_SUPPLIED PASSAGE:_
____________________

With the indoctrination of Modern Portfolio Theory, and the masses' epistemology from experience and from "experts" to never ever get out because "it always comes back", and from corporate buybacks, the actual intraday trading float has disappeared, thus, easier and cheaper to manipulate and find the perfect "price discovery" for every situation to control investor behavior, especially during off hours on Globex.  This past situation, during the break and runup, there would be thousands of opportunities for the Fed insiders using different variations of ways to front run (without using the focus dump then pump futures contract itself), making the HFT guys front running for pennies look like complete chumps.  Can you imagine all the different ways to bet the global markets at the height of the ebola scare, which just happened to be the height of the mass media hammering the public with fear about it(haven't heard a word since!), which happened to be the exact moment of a very large Dow Jones 600 points intraday range after falling 1000 points in 9 days, which also happened to be at the height of put option premiums expanding and call option premiums eroding quickly, by knowing that the Fed is now going to prop it back up, way back up, and quickly!  Shorting put premium globally for expiration in 7 or 37 days?  Buying way out of the money cheap calls, buying the underlying equities, shorting interest rates, buying inflation, buying emerging markets and all of their liquid securities, options plays etc...  on and on.  That prior knowledge ts worth trillions, is it not?  We all know that investment bank broker dealer desks take the other side of trades, and inventory the other side opportunistically.  Why wouldn't this "bank" too, especially now that they are intertwined with investment banks thus have gained their intellectual property in trading?  And why wouldn't they influence our idiot sheepish politicians to mandate the Fed Reserve, to encourage the Fed Reserve, to stimulate, whereas our Fed could use that for "the people", while at the same time, for themselves take the other side based on their offshore opportunistic mandate?  Today's current markets are completely manipulated, every market, all the time, with our money and political Keynesian (control) mandate doing the manipulation in order for their money to front run and profit from there opportunistic mandate.

____________________

_DATASET EXCERPTS:_

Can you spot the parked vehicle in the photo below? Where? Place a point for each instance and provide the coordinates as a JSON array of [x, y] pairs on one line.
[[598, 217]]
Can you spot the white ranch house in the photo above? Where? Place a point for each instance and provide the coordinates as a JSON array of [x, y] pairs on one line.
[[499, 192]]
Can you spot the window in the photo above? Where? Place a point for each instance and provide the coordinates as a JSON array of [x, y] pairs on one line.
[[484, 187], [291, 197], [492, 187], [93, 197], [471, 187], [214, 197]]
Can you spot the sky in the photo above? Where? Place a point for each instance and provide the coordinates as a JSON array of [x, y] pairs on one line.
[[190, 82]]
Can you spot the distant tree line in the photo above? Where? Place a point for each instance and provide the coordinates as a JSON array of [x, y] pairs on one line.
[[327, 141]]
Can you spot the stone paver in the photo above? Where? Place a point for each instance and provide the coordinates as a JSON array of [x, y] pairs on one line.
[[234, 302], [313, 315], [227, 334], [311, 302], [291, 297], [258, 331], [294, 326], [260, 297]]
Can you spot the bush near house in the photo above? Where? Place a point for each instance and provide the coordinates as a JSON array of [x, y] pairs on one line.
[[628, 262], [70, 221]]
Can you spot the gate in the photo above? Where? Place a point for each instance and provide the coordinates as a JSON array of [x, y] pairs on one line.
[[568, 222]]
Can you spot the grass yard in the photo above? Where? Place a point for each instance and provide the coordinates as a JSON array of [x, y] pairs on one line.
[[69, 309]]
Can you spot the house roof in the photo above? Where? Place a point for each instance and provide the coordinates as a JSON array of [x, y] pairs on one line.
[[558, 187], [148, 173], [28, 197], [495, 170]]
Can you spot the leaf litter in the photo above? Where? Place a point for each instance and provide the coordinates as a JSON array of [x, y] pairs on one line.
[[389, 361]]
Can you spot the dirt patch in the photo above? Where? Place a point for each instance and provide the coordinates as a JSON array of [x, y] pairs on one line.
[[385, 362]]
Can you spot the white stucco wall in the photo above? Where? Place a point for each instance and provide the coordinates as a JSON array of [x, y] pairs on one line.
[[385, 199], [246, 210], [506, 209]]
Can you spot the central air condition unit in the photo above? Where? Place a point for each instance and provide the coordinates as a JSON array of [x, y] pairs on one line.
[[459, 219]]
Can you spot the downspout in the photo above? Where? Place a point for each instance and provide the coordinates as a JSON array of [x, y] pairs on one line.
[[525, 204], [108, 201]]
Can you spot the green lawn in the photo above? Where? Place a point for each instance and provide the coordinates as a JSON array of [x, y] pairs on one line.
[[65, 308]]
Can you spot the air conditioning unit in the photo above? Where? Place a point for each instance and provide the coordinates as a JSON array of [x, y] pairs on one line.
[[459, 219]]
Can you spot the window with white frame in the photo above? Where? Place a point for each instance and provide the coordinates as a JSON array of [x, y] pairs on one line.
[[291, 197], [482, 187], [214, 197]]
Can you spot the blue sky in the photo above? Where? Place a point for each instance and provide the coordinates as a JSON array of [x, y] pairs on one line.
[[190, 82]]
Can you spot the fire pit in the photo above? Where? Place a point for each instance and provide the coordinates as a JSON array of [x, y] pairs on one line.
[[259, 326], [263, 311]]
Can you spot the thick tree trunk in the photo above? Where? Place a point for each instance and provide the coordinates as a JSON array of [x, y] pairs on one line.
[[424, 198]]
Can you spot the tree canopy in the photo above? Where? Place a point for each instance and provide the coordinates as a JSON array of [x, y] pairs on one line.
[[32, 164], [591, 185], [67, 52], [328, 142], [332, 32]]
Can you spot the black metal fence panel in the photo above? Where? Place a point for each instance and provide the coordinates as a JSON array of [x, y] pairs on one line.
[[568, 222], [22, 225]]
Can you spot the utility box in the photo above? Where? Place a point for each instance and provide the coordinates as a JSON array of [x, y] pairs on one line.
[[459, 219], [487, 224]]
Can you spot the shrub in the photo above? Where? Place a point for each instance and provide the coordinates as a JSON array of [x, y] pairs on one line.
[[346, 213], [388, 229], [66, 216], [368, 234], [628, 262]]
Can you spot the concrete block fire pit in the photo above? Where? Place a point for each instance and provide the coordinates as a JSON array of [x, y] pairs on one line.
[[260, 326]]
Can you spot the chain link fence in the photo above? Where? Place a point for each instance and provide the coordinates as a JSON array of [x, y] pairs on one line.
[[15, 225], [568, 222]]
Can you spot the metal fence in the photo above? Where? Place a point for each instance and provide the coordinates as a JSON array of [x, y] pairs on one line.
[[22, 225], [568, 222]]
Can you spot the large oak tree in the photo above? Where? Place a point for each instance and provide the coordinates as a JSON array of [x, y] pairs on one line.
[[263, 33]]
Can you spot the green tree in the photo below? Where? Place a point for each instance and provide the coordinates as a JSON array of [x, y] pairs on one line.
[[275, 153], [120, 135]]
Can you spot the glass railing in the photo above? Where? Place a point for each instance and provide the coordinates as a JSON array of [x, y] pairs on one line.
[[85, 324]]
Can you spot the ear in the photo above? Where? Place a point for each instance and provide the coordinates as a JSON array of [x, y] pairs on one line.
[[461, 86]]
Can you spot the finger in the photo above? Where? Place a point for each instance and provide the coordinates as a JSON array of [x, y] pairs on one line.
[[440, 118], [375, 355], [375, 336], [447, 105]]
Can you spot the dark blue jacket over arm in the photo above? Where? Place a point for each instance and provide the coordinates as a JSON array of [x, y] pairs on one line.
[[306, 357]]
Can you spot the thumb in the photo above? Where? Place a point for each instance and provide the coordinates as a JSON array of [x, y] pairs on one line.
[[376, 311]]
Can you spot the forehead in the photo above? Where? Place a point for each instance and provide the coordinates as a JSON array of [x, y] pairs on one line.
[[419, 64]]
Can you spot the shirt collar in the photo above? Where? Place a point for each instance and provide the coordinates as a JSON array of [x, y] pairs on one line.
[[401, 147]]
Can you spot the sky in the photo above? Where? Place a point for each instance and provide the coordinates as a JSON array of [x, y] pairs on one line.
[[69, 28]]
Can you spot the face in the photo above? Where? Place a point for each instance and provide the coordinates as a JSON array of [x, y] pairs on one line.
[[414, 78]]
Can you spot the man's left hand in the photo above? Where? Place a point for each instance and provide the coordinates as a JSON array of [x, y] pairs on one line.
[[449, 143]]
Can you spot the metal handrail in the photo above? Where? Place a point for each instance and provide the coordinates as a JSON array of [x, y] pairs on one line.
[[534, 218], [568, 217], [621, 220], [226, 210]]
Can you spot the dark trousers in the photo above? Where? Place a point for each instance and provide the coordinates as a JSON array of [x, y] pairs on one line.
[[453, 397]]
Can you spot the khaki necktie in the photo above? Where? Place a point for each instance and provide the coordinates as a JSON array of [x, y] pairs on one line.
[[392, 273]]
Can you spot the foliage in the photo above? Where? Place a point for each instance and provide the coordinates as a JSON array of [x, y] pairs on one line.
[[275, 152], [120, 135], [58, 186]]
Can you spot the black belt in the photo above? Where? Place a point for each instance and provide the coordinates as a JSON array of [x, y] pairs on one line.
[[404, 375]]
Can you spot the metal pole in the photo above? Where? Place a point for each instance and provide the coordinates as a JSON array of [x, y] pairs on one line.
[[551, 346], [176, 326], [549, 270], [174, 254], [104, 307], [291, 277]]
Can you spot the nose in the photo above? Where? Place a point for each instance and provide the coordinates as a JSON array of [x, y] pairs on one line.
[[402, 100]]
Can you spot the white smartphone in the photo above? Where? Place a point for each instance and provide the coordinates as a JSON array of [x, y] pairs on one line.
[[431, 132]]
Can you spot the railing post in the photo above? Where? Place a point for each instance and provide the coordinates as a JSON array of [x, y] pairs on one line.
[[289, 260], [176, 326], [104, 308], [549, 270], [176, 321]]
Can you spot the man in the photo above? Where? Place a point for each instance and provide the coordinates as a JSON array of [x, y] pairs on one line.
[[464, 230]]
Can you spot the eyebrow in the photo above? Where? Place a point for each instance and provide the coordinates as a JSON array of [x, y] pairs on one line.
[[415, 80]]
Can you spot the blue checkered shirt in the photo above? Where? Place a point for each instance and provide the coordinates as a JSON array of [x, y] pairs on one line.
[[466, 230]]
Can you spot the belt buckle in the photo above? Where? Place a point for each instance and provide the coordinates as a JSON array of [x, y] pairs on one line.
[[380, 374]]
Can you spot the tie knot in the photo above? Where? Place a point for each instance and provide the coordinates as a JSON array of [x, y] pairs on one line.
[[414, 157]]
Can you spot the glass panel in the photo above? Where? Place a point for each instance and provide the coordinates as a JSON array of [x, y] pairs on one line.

____________________

_PROBLEMS AND TASKS:_
1. Render into Spanish the following sentence from the commentary on Federal Reserve market manipulation: "We all know that investment bank broker dealer desks take the other side of trades, and inventory the other side opportunistically."
2. Extend the commentary on Federal Reserve market manipulation with a further passage that picks up after its final sentence.
The listing has no connection to the commentary on Federal Reserve market manipulation.

_ANSWERS TO THE TASKS:_
1. Todos sabemos que las mesas de intermediación de los bancos de inversión toman la contraparte de las operaciones y mantienen esa contraparte en inventario de manera oportunista.

2.
So if I am right, and my 23 years of experience trading equities, during manias enables me to know with certainty that I am, that they are allowed to directly be involved and have a perpetual standing bid in the secondary derivatives markets, they can then take the other side when they want (no need to publicly announce this, but to justify in their own heads).  So when they take the other side in the public markets upon themselves pulling the prior US citizen backed bids in all markets for the ultimate 80 year cyclical "end game" (btw, about 23 years past the Kondratief Cycle deadline which is one way to describe the inevitable delay in this ongoing natural economic system reset) of the US fiat backed paper print con capped off by mass leverage, wouldn't they make trillions on the bubble pop on the way down?  Wouldn't they also end up eventually owning the whole US since commerce would halt immediately, everyone would lose their jobs causing mass deflation (and hyperinflation due to our currency being booted as reserve currency, and imports becoming expensive overnight) causing mass defaults on their home loan obligations?  Where do our mortgages end up now post 2008, 2009 financial collapse?  Our governments coffers via FHA, FNMA, GNMA?  And who will place a lien on our government when they default on it's loans?  Wouldn't they be able to foreclose on America?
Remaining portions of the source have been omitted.